## TEXTO PROPORCIONADO
--
La cuestión indígena y propiamente con el pueblo mapuche es de larga data. Chihuailaf (2010) sostiene que la Guerra de Arauco se extiende desde 1589 hasta 1883, cuando se terminan de zanjar los conflictos fronterizos con los indígenas. Este periodo estuvo marcado por una tensa relación, que incluyó conflictos, parlamentos y contextos de paz, primero con la Corona española y después con el Estado chileno. No obstante, y en consideración de esta compleja relación histórica, el momento cúlmine se encuentra en la segunda mitad del siglo XIX, tras la ocupación del territorio mapuche por parte del Estado chileno.
El siglo XIX, como señala Marimán (2006), corresponde a las últimas décadas de independencia territorial por parte de la sociedad mapuche. Esta autonomía, que seguía vigente tras la Independencia, se explica por varias razones, además del hecho de que los límites fronterizos seguían trazados. Los gobiernos que asumieron, se enfocaron, primeramente, en apaciguar los focos de resistencia al proceso independentista, pero los indígenas en ese momento no representaban un riesgo para ellos. Y frente a esa realidad, las autoridades decidieron mantener los mecanismos de relación heredados durante la Colonia: parlamentar y promover la evangelización (Boccara y Seguel Boccara, 2005). Además, tampoco le era rentable al Estado iniciar más conflictos, y menos con quienes, en principio, se les asociaba con el orgullo patrio: los “victoriosos guerreros araucanos” (Chihuailaf, 2010). Más aún si se considera que la prioridad del Estado no estaba en el sur, sino que, en crecer hacia el valle central y el norte, dado que buscaban potenciar la agricultura y la minería (Boccara y Seguel Boccara, 2005).
No obstante, a esta relación aparentemente apacible, el Estado comenzó a realizar campañas fronterizas en territorio indígena que fueron aumentando progresivamente la tensión con los mapuche, y aunque se veían, en principio, moderadas por el proindigenismo de los primeros tiempos, sería rápidamente desplazado por un discurso antiindigenista y evolucionista –a estas ideas Pinto las denomina como positivistas–. Se trataba de “indios malos en tierras buenas”, que estorbaban el camino de Chile hacia el progreso. Esta creencia, como dice Pinto (2012), era propia del ideal positivista que comenzaba a impregnar a gran parte de la intelectualidad chilena de la época, y que serviría como justificación para el desplazamiento de los indígenas y la ocupación de sus tierras.
--
## CONJUNTO DE REGISTROS
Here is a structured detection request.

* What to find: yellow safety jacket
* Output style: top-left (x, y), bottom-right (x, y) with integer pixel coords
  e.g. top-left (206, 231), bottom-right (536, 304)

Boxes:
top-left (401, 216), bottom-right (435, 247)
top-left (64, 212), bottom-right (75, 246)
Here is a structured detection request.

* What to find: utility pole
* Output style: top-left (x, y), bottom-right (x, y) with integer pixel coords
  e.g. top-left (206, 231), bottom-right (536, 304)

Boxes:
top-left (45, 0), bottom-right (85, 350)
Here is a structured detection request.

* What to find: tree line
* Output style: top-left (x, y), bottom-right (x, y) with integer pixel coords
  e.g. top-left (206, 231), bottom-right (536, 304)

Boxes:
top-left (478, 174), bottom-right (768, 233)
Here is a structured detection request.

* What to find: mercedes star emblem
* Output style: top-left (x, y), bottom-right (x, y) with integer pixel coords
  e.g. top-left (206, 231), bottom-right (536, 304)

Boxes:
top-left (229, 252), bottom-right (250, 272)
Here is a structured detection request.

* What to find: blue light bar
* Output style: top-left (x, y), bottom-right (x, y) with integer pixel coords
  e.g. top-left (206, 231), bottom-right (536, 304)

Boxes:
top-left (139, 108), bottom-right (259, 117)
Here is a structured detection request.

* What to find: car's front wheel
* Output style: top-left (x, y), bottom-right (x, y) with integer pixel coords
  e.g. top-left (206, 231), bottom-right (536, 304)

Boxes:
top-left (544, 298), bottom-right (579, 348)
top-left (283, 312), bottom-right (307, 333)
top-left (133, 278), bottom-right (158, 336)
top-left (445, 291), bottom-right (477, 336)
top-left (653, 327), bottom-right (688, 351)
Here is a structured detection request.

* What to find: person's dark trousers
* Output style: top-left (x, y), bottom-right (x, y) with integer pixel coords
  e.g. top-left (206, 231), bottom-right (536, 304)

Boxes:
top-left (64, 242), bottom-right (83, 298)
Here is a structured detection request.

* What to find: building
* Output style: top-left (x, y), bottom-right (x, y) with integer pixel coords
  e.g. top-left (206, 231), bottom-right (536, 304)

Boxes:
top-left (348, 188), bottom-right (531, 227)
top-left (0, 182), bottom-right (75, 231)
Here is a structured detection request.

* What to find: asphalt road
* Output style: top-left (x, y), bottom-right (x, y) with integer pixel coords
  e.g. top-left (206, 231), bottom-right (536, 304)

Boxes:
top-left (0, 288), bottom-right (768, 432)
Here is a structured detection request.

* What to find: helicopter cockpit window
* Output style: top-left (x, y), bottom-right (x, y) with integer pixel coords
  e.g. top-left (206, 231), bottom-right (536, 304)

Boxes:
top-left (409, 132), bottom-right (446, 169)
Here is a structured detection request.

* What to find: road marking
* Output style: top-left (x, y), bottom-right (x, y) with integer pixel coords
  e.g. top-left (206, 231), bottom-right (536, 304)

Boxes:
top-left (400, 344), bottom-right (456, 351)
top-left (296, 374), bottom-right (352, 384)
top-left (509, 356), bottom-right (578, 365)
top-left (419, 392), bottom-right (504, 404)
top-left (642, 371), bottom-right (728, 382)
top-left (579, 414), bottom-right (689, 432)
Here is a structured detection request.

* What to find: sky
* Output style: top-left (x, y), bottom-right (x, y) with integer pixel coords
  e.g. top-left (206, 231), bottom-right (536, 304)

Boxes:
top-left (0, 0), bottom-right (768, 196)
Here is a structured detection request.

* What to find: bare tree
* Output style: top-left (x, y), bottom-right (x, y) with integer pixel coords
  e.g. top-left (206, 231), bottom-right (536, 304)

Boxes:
--
## ENUNCIADO A
Responda, con base en el texto sobre el pueblo mapuche:
(i) Según Chihuailaf (2010), ¿entre qué años se extiende la Guerra de Arauco?
(ii) ¿Hacia qué zonas buscaba crecer el Estado y qué actividades quería potenciar?
(iii) ¿Cómo denomina Pinto a las ideas antiindigenistas y evolucionistas?
## ENUNCIADO B
Vuelva a escribir sin cambios las líneas de los registros. Empiece en la primera línea de los registros y termine con la línea que contiene "top-left (653, 327), bottom-right (688, 351)", ambas incluidas.
El texto y los registros proceden de fuentes distintas.

## RESPUESTA COMPLETA A
(i) Desde 1589 hasta 1883.
(ii) Hacia el valle central y el norte, para potenciar la agricultura y la minería.
(iii) Como positivistas.

## RESPUESTA COMPLETA B
Here is a structured detection request.

* What to find: yellow safety jacket
* Output style: top-left (x, y), bottom-right (x, y) with integer pixel coords
  e.g. top-left (206, 231), bottom-right (536, 304)

Boxes:
top-left (401, 216), bottom-right (435, 247)
top-left (64, 212), bottom-right (75, 246)
Here is a structured detection request.

* What to find: utility pole
* Output style: top-left (x, y), bottom-right (x, y) with integer pixel coords
  e.g. top-left (206, 231), bottom-right (536, 304)

Boxes:
top-left (45, 0), bottom-right (85, 350)
Here is a structured detection request.

* What to find: tree line
* Output style: top-left (x, y), bottom-right (x, y) with integer pixel coords
  e.g. top-left (206, 231), bottom-right (536, 304)

Boxes:
top-left (478, 174), bottom-right (768, 233)
Here is a structured detection request.

* What to find: mercedes star emblem
* Output style: top-left (x, y), bottom-right (x, y) with integer pixel coords
  e.g. top-left (206, 231), bottom-right (536, 304)

Boxes:
top-left (229, 252), bottom-right (250, 272)
Here is a structured detection request.

* What to find: blue light bar
* Output style: top-left (x, y), bottom-right (x, y) with integer pixel coords
  e.g. top-left (206, 231), bottom-right (536, 304)

Boxes:
top-left (139, 108), bottom-right (259, 117)
Here is a structured detection request.

* What to find: car's front wheel
* Output style: top-left (x, y), bottom-right (x, y) with integer pixel coords
  e.g. top-left (206, 231), bottom-right (536, 304)

Boxes:
top-left (544, 298), bottom-right (579, 348)
top-left (283, 312), bottom-right (307, 333)
top-left (133, 278), bottom-right (158, 336)
top-left (445, 291), bottom-right (477, 336)
top-left (653, 327), bottom-right (688, 351)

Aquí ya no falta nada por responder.